> **Quoted text**:

● ● ● ● ● ● ●

Within Thelema, the Great Work is generally defined as those spiritual practices leading to the accomplishment of the True Will of one's Self in mystical union with the All. Its founder, author and occultist Aleister Crowley, based this path of mystical attainment or enlightenment on his studies in Hermetic alchemy and the Hermetic Qabalah, particularly as they were expounded by Eliphas Levi in the 19th century and later by various members in the Hermetic Order of the Golden Dawn, an occult society of which Crowley had been a member.

Crowley wrote that in 1904 he heard and transcribed, from an entity called Aiwass, a book which came to be titled The Book of the Law. Crowley made this book the central sacred text of his new religious movement called Thelema, which he believed heralded a new Aeon for mankind. Between 1907 and 1911, Crowley wrote a series of other small texts which he considered to be inspired, written through him rather than by him, which he afterwards collected together in an anthology now called The Holy Books of Thelema. These texts formed the mystical backbone of Crowley's system, on which he elaborated in his extensive writings on magick, mysticism, and occult subjects.

True Will and Union 

Thelema is a path intended to do two interrelated things: to enable one to learn one's 'True Will'; and to achieve union with 'the All'. This unification of opposites, the individual and the universal, is reiterated by Crowley in his book Magick Without Tears:

The techniques for accomplishing these goals Crowley referred to as 'Magick,' a word he used to describe Western ceremonial magic (especially invocations and eucharistic ceremonies) supported by Buddhist meditation, Hermetic Qabalah, English Qaballa, tarot, and yoga, all set in the context of the worship of Nuit, the goddess of "Infinite Stars and Infinite Space".

Within the system of the magical Order A∴A∴, the Great Work of the Probationer Grade is considered to be the pursuit of self-knowledge to, as Crowley said in The Confessions of Aleister Crowley, "obtain the knowledge of the nature and powers of my own being." However, Crowley continues, the Great Work should also be something that is integrated into the daily life of all. Although Crowley often discussed the idea of "succeeding" or "accomplishing" in the Great Work, he also recognized that the process is ongoing.

The ability to accomplish the Great Work requires a great deal of preparation and effort, according to Crowley's system. The programme consists of several key elements, including a thorough knowledge of the Hermetic Qabalah (especially the Tree of Life), disciplined concentration (i.e. meditation), the development of one's body of light  (in order to experience other planes) and the consistent and regular invocation of certain deities or spiritual beings ('assumption of godforms').

● ● ● ● ● ● ●

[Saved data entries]

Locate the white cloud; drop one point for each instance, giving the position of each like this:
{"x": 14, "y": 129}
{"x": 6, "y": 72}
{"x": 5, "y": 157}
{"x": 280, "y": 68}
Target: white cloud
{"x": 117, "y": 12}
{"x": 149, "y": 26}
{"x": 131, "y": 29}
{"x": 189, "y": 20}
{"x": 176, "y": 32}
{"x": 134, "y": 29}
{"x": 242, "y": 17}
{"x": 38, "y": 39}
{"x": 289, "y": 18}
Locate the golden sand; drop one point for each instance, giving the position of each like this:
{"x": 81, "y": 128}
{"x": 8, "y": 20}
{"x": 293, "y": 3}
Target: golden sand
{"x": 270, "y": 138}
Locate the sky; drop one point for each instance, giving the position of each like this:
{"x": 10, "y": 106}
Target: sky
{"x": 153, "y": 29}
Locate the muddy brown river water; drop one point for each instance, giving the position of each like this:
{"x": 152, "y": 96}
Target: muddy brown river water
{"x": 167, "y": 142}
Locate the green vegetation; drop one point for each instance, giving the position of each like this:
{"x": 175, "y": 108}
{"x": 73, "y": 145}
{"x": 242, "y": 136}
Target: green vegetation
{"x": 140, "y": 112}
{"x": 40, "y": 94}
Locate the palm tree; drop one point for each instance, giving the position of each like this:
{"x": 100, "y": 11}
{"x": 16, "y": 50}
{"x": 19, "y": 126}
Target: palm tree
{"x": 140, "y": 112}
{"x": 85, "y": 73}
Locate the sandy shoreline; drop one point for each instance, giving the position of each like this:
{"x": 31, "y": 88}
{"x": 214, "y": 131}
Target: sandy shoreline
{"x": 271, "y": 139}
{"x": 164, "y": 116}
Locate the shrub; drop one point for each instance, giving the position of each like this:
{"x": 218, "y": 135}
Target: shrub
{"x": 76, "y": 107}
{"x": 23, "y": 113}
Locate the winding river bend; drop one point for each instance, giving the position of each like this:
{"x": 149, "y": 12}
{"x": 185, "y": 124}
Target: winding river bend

● ● ● ● ● ● ●

> **Stated exercise 1**:
Answer these questions using the Great Work passage:
(a) In what year did Crowley say he heard and transcribed The Book of the Law?
(b) What two interrelated things is Thelema intended to enable?
(c) The worship of which goddess sets the context for what Crowley called 'Magick'?
> **Stated exercise 2**:
Revise the entries from the line with "Locate the sky;" through the end of the entries, changing "drop" to "place" and leaving everything else the same. Give only those lines.
The Great Work passage and the entries are unrelated to each other.

> **Output 1**:
(a) 1904
(b) Learning one's 'True Will' and achieving union with 'the All'
(c) Nuit, the goddess of "Infinite Stars and Infinite Space"

> **Output 2**:
Locate the sky; place one point for each instance, giving the position of each like this:
{"x": 10, "y": 106}
Target: sky
{"x": 153, "y": 29}
Locate the muddy brown river water; place one point for each instance, giving the position of each like this:
{"x": 152, "y": 96}
Target: muddy brown river water
{"x": 167, "y": 142}
Locate the green vegetation; place one point for each instance, giving the position of each like this:
{"x": 175, "y": 108}
{"x": 73, "y": 145}
{"x": 242, "y": 136}
Target: green vegetation
{"x": 140, "y": 112}
{"x": 40, "y": 94}
Locate the palm tree; place one point for each instance, giving the position of each like this:
{"x": 100, "y": 11}
{"x": 16, "y": 50}
{"x": 19, "y": 126}
Target: palm tree
{"x": 140, "y": 112}
{"x": 85, "y": 73}
Locate the sandy shoreline; place one point for each instance, giving the position of each like this:
{"x": 31, "y": 88}
{"x": 214, "y": 131}
Target: sandy shoreline
{"x": 271, "y": 139}
{"x": 164, "y": 116}
Locate the shrub; place one point for each instance, giving the position of each like this:
{"x": 218, "y": 135}
Target: shrub
{"x": 76, "y": 107}
{"x": 23, "y": 113}
Locate the winding river bend; place one point for each instance, giving the position of each like this:
{"x": 149, "y": 12}
{"x": 185, "y": 124}
Target: winding river bend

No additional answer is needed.